## GEZEIGTER TEXT
Lesen in der Corona-Krise – Teil 2

Der schottische Musiker und Künstler Momus nimmt ein Corona-Album als Work-in-Progress auf

Von Sascha SeilerRSS-Newsfeed neuer Artikel von Sascha Seiler

 

„Momus is a sixty year-old Scotsman who lives in Berlin. He’s made over thirty albums of electronic folk music and published six novels. Later this year Farrar, Straus & Giroux will publish his autobiography, Niche.“

Soweit die etwas zurückhaltende Selbstbeschreibung des schottischen Musikers Nicholas Currie, der seit fast vierzig Jahren unter dem Namen Momus wunderbare abseitige Platten veröffentlicht und dieser Tage ein neues Projekt ins Leben gerufen hat. Dieses neue Album Vivid soll eine Art Chronik der Corona-Krise sein. Die Songs werden direkt nach ihrer Entstehung mitsamt visueller Untermalung in Form von selbstproduzierten Videoclips bei YouTube hochgeladen. So ist „Vivid“ ein Work-in-Progress mit ungewissem Ausgang. Erzählt werden dystopische Geschichten von einer zerfallenen Welt, die jedoch im Angesicht unseres täglich absurder werdenden Alltags stets auf der Grenze zwischen Fiktion und einer sich fortwährend ändernden Realität bewegen, wie Momus uns im Gespräch erörtert hat.

## VORGEGEBENE ANGABEN
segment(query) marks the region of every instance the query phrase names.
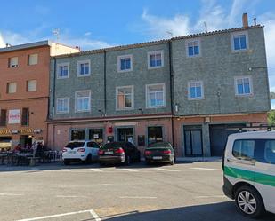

## DIE AUFGABE
Schreib den Text über Momus noch einmal ab, beginnend mit „Soweit die etwas“ und endend mit „Gespräch erörtert hat.“. Benenne dabei „YouTube“ in „Vimeo“ um.

## DEINE LÖSUNG
Soweit die etwas zurückhaltende Selbstbeschreibung des schottischen Musikers Nicholas Currie, der seit fast vierzig Jahren unter dem Namen Momus wunderbare abseitige Platten veröffentlicht und dieser Tage ein neues Projekt ins Leben gerufen hat. Dieses neue Album Vivid soll eine Art Chronik der Corona-Krise sein. Die Songs werden direkt nach ihrer Entstehung mitsamt visueller Untermalung in Form von selbstproduzierten Videoclips bei Vimeo hochgeladen. So ist „Vivid“ ein Work-in-Progress mit ungewissem Ausgang. Erzählt werden dystopische Geschichten von einer zerfallenen Welt, die jedoch im Angesicht unseres täglich absurder werdenden Alltags stets auf der Grenze zwischen Fiktion und einer sich fortwährend ändernden Realität bewegen, wie Momus uns im Gespräch erörtert hat.